To do:
1. Answer these questions from the article on China's Agricultural Bank below:
(a) How many branches does Agricultural Bank have?
(b) In what year was Agricultural Bank founded?
(c) How many employees will Yong Kai have in total this year?
2. Reproduce the part of the article on China's Agricultural Bank that begins at the words "One such customer" and stops after "Yong Kai Group.".

Extract to read:

┄┄┄┄┄┄┄┄┄┄

Even the relentless migration of people from the countryside to the city is occurring at a faster rate in inland areas, which house some of the country's great urban areas, as well as the farmland that feeds the world's largest population. From 2005 to 2009, the number of urban dwellers in inland China rose by more than 4 per cent compared with a 2.7 per cent increase in the east of China, according to HSBC.
A prime example: Chongqing, a sprawling municipality of 33 million people - 1 times the size of Beijing or Shanghai. Located on the Yangtze River 1450km west of Shanghai, its GDP tripled to 793 billion yuan from 2004 to 2010 while Shanghai's merely doubled. Wuhan, a city of 8.4 million also on the Yangtze River, Chengdu, capital of the western province of Sichuan, and Chongqing have attracted investors such as Ford, Intel and Pfizer.
Founded in 1951 by Mao Zedong to finance rural co-operatives, Agricultural Bank has by far the widest reach of China's big four lenders. It has more customers - 320 million - than the United States has people. And its 23,500 branches far outnumber the 16,200 outlets operated by Industrial & Commercial Bank of China (ICBC), the world's biggest bank by market value.
While Agricultural Bank's total assets of 11.46 trillion yuan are smaller than ICBC's 14.9 trillion yuan, they're close on the heels of Bank of China, with 11.48 trillion, and Construction Bank, with 11.8 trillion.
Stokes, the Australian billionaire, says he decided to invest US$250 million in Agricultural Bank shares based on his personal experience. In 2000, he acquired the franchise to sell Caterpillar earthmovers across a swathe of rural China, from the North Korean border to the windswept prairies of Inner Mongolia. Stokes says he had never been previously tempted to invest in a Chinese bank offering.
"Our focus is in the regions and Agricultural Bank is a story we understood better than most people," he says.
Even though the stock has declined since the IPO and the lock-up period has expired, Stokes plans to hold on to his shares. He says the bank's customers are similarly loyal. "Agricultural Bank's deposit base is probably the soundest of any bank in the world," he says.
One such customer is Lai Kebin, 45, who says Agricultural Bank's backing helped him lift himself out of poverty and into China's newly wealthy class. Lai has built his fortune by exploiting the lush sugar cane fields of Guangxi autonomous region, 2000km south of Beijing.
Lai was raised in the regional capital, Nanning, a city of 6.7 million, in a family so poor that they could afford only cotton shoes for him to wear to school.
He spent his first eight years in the workforce toiling at a low-level government job before the speeches of reformist leader Deng Xiaoping inspired him to set up his own sugar firm, Yong Kai Group.
Within a year, Lai got his first loan from Agricultural Bank. Back then, the Yong Kai Group was worth 3 million yuan and employed 200 workers. Today it is one of China's top 10 sugar producers. This year, Yong Kai's revenue will top 10 billion yuan and employees will total 3000.
Like many Chinese entrepreneurs, Lai has also expanded into real estate. In the process, he and other developers have transformed Nanning, until recently a city of mostly two-storey buildings, into a high-rise metropolis of office towers and condominiums. Those residential apartments include a development called Fond England, guarded by concrete soldiers with British Army bearskin hats.

┄┄┄┄┄┄┄┄┄┄

Extracted data:
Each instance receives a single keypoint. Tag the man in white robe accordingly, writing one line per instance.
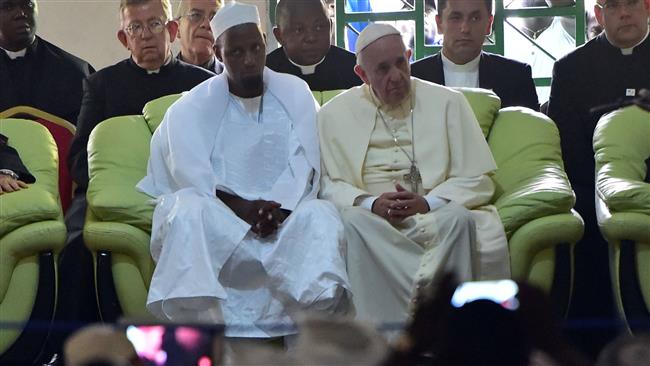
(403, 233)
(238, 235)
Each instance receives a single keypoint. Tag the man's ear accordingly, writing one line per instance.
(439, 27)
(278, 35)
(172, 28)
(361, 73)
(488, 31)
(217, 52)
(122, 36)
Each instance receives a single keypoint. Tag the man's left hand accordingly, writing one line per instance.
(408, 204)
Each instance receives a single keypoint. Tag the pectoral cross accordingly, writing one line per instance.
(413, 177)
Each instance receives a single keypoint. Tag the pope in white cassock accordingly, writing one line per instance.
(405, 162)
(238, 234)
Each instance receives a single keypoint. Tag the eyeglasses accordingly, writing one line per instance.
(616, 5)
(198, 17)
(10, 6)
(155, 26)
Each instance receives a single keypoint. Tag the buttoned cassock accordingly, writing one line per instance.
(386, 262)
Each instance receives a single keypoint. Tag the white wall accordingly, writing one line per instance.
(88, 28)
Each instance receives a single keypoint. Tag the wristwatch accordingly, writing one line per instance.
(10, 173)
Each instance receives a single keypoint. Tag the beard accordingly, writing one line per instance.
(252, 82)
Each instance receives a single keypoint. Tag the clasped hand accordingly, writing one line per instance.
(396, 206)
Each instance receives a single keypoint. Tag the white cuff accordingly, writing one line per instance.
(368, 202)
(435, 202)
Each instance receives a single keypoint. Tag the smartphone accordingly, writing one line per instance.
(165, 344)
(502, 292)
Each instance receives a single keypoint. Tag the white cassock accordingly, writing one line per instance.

┄┄┄┄┄┄┄┄┄┄

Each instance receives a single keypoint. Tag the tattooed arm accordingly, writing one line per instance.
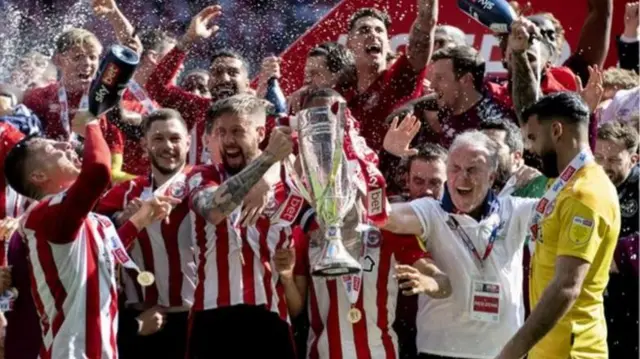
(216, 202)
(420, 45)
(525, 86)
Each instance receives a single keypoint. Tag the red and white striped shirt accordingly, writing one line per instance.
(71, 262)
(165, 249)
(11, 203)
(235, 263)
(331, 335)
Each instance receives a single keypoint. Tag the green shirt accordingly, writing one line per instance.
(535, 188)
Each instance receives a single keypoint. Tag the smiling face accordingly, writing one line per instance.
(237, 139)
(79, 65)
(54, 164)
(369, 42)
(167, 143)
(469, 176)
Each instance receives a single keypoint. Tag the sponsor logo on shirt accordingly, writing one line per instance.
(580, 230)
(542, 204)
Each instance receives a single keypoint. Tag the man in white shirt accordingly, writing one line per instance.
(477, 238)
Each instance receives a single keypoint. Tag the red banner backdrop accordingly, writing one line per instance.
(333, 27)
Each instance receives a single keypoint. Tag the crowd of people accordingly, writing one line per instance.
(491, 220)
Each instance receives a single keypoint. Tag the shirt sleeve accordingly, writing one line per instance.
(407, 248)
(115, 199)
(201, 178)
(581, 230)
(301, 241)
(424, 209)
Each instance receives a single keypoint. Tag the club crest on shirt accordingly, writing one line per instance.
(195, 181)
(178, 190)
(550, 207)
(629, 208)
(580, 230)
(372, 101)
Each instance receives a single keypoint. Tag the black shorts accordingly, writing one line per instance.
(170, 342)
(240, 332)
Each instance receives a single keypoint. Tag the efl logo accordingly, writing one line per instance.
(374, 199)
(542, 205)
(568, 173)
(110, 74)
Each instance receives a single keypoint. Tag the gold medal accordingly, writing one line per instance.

┄┄┄┄┄┄┄┄┄┄

Expected answers:
1.
(a) 23,500
(b) 1951
(c) 3000

2.
One such customer is Lai Kebin, 45, who says Agricultural Bank's backing helped him lift himself out of poverty and into China's newly wealthy class. Lai has built his fortune by exploiting the lush sugar cane fields of Guangxi autonomous region, 2000km south of Beijing.
Lai was raised in the regional capital, Nanning, a city of 6.7 million, in a family so poor that they could afford only cotton shoes for him to wear to school.
He spent his first eight years in the workforce toiling at a low-level government job before the speeches of reformist leader Deng Xiaoping inspired him to set up his own sugar firm, Yong Kai Group.